(Raw records)
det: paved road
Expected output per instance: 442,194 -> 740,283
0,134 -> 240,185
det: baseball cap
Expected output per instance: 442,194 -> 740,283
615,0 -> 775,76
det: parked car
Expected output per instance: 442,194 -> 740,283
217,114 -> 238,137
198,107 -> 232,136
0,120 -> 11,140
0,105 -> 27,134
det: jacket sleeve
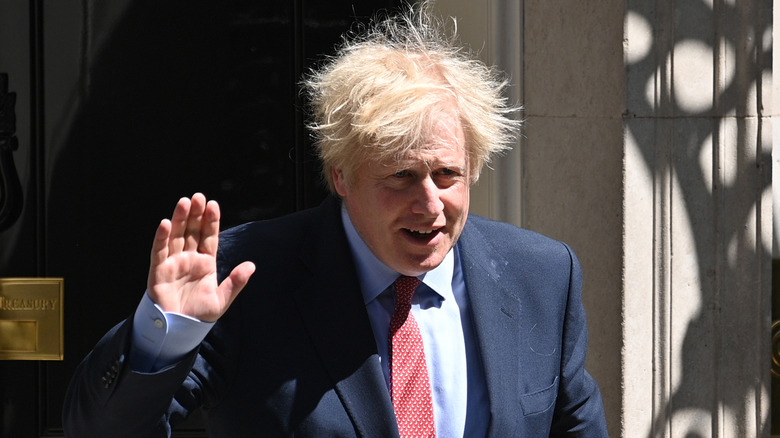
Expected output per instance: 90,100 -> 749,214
550,246 -> 608,438
63,318 -> 206,438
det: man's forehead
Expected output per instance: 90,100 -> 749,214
369,145 -> 466,169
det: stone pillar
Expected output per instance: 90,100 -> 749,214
437,0 -> 774,437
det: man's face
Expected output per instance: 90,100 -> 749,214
333,112 -> 470,276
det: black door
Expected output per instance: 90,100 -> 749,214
0,0 -> 398,437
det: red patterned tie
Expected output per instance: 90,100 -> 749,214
388,277 -> 436,438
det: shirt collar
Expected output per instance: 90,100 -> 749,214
341,202 -> 455,304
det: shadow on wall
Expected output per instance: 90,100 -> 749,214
626,0 -> 772,438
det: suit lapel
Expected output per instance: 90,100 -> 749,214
458,220 -> 521,437
295,199 -> 398,437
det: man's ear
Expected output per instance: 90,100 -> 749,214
330,167 -> 347,198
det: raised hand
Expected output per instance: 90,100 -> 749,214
147,193 -> 255,322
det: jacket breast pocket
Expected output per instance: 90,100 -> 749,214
520,377 -> 558,416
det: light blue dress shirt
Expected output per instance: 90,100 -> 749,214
130,206 -> 490,438
341,205 -> 490,437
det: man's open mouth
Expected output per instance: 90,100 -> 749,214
404,228 -> 442,240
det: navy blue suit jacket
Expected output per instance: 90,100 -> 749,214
63,199 -> 607,438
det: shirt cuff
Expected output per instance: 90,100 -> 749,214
130,293 -> 214,372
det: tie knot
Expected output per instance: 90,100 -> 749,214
395,276 -> 420,306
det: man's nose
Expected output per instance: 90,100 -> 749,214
412,175 -> 444,216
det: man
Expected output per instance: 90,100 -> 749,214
64,4 -> 607,438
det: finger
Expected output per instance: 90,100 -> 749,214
168,198 -> 191,255
198,201 -> 220,255
218,262 -> 255,310
184,193 -> 206,251
151,219 -> 171,268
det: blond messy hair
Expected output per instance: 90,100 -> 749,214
303,1 -> 520,193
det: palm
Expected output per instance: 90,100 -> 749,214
147,194 -> 254,321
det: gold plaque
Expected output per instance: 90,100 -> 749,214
0,278 -> 64,360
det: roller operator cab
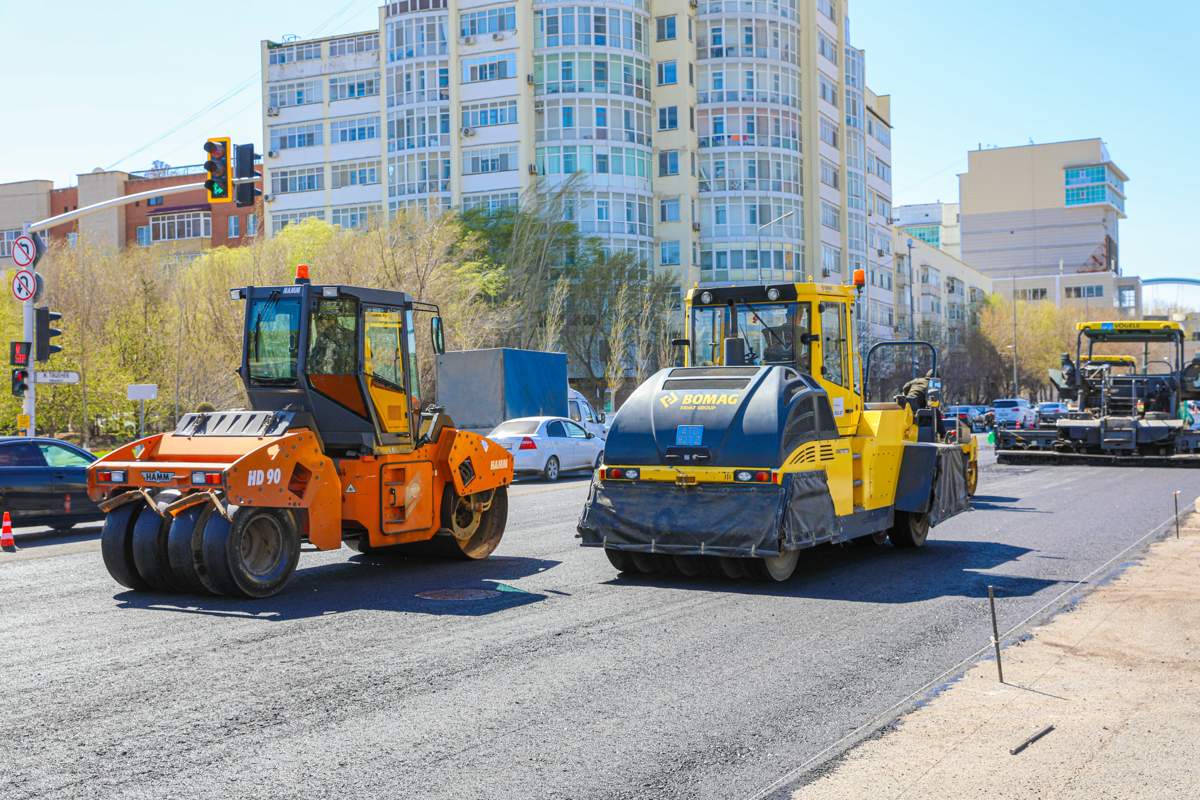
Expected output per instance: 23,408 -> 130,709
88,265 -> 512,597
578,283 -> 968,581
996,320 -> 1200,467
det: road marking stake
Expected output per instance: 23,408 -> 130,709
988,584 -> 1004,684
0,511 -> 17,553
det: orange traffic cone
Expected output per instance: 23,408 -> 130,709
0,511 -> 17,551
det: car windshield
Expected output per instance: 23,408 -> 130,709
247,293 -> 300,385
487,420 -> 541,437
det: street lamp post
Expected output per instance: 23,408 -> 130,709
755,209 -> 796,281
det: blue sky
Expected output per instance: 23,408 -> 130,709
0,0 -> 1200,302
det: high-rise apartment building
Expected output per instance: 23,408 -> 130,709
262,0 -> 892,293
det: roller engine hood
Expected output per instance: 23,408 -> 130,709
605,366 -> 838,469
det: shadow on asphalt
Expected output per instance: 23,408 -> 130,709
606,539 -> 1062,603
115,555 -> 559,622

Exercise directions: Print the lines from the one containing "det: jacket breast pocket" through the one containing "395,276 -> 420,306", unchanged.

Final result:
det: jacket breast pocket
Expected output per instance: 90,100 -> 749,214
520,377 -> 558,416
det: light blue dress shirt
Expected output per instance: 90,100 -> 749,214
130,206 -> 490,438
341,205 -> 490,437
det: man's open mouth
Expected output per instance: 90,100 -> 749,214
404,228 -> 442,240
det: navy blue suit jacket
Expected output per instance: 90,100 -> 749,214
63,199 -> 607,438
det: shirt cuff
Expected output per instance: 90,100 -> 749,214
130,293 -> 214,372
det: tie knot
Expected output per instance: 90,100 -> 749,214
395,276 -> 420,306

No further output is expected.